**Brano da leggere**
---+---

Alcuni dei modelli analizzati nella ricerca, sono stati particolarmente attivi durante e dopo la fase del lockdown, soprattutto rispetto alle necessità generate dall’approvvigionamento di genere alimentari.

Tra queste pratiche ci sono i gruppi di acquisto solidale (GAS) e loro varianti (gruppi d’acquisto condominiale), gli orti urbani, i mercati contadini di prossimità,  le banche dei semi, le iniziative volte alla condivisione degli alimenti (Food sharing), i Consigli metropolitani sul cibo (Food Policy Council) e le Community Supported Agriculture (CSA).

Tra i punti di forza di queste iniziative, sicuramente prevale la trasparenza delle filiere e il minore impatto ambientale, per questo molti consumatori hanno scelto di avere un rapporto più diretto con i produttori o i fornitori di servizi, diventando in alcuni casi attori-protagonisti della filiera corta.

E’ interessante notare più in concreto come tutte queste esperienze, da tempo in corso e ampiamente documentate, in alcuni casi si sono evolute nel periodo più recente, in particolare come hanno reagito all’improvviso diffondersi di una pandemia, assolutamente inattesa e contro la quale non esistono ancora vaccini efficaci distribuiti su scala mondiale.

---+---

**Consegne**
[a] Stabilisca se ciascuna affermazione concorda con il brano, rispondendo sì o no e citando testualmente le parole decisive: (i) le banche dei semi figurano tra le pratiche elencate; (ii) esistono già vaccini efficaci distribuiti su scala mondiale; (iii) il minore impatto ambientale è indicato tra i punti di forza delle iniziative.
[b] Risponda alle seguenti domande sul brano:
(i) In quale periodo alcuni dei modelli analizzati sono stati particolarmente attivi?
(ii) Con quale denominazione inglese vengono indicati i Consigli metropolitani sul cibo?
(iii) Quale variante dei gruppi di acquisto solidale viene menzionata?
Per rispondere, si basi esclusivamente sul brano.

---+---

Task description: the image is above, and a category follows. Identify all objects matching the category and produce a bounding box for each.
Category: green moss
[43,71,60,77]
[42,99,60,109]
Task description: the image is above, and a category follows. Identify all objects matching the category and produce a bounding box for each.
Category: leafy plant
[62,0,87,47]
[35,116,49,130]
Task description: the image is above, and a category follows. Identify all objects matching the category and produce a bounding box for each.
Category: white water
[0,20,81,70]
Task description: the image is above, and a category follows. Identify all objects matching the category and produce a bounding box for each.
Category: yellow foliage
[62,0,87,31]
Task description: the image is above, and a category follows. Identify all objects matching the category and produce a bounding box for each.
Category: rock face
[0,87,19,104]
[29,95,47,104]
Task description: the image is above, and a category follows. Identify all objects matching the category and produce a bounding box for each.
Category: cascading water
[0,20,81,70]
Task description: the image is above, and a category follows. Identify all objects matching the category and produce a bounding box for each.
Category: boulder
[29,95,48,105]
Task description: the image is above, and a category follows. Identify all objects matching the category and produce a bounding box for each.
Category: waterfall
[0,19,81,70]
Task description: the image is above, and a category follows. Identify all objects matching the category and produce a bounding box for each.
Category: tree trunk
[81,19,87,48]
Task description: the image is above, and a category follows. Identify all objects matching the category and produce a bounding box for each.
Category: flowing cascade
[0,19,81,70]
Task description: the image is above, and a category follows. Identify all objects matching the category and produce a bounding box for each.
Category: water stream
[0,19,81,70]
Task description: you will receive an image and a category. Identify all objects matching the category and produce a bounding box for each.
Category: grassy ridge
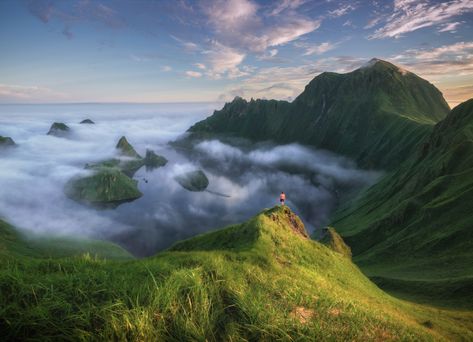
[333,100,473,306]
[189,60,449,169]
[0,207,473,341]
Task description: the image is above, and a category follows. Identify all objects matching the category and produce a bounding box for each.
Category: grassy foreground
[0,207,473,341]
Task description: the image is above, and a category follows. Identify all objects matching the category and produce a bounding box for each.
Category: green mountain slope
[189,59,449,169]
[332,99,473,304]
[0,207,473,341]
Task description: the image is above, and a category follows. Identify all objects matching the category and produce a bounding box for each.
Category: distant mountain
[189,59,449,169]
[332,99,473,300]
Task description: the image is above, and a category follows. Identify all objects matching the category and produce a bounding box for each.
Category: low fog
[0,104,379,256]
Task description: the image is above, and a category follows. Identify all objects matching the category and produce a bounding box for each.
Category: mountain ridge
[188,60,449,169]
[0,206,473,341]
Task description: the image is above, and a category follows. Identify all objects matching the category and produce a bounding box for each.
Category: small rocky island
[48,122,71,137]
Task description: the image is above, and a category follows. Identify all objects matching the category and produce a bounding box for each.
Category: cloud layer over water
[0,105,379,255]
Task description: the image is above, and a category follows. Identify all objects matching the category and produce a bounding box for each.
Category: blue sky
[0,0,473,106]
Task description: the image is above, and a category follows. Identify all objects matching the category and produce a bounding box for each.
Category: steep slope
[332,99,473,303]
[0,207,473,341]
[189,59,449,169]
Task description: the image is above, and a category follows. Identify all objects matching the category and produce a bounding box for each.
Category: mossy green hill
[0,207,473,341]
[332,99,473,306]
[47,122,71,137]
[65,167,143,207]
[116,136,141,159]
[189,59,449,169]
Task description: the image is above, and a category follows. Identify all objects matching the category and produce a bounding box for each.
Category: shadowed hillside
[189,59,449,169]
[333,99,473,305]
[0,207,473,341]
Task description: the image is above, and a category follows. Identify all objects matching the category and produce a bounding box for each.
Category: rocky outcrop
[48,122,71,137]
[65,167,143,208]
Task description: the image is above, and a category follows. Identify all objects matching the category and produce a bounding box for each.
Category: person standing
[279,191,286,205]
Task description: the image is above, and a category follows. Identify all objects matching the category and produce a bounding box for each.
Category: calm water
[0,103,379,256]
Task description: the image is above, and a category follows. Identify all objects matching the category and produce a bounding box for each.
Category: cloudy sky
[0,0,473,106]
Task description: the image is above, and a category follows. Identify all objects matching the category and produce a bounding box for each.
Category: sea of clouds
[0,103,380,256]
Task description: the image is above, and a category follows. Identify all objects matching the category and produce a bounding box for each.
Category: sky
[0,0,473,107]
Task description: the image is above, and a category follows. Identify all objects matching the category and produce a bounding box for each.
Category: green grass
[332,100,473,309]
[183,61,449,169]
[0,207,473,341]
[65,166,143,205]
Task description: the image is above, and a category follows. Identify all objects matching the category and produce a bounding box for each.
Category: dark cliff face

---+---

**Risposte**
[a]
(i) Sì: «le banche dei semi».
(ii) No: «contro la quale non esistono ancora vaccini efficaci distribuiti su scala mondiale».
(iii) Sì: «sicuramente prevale la trasparenza delle filiere e il minore impatto ambientale».

[b]
(i) Durante e dopo la fase del lockdown.
(ii) Food Policy Council.
(iii) I gruppi d’acquisto condominiale.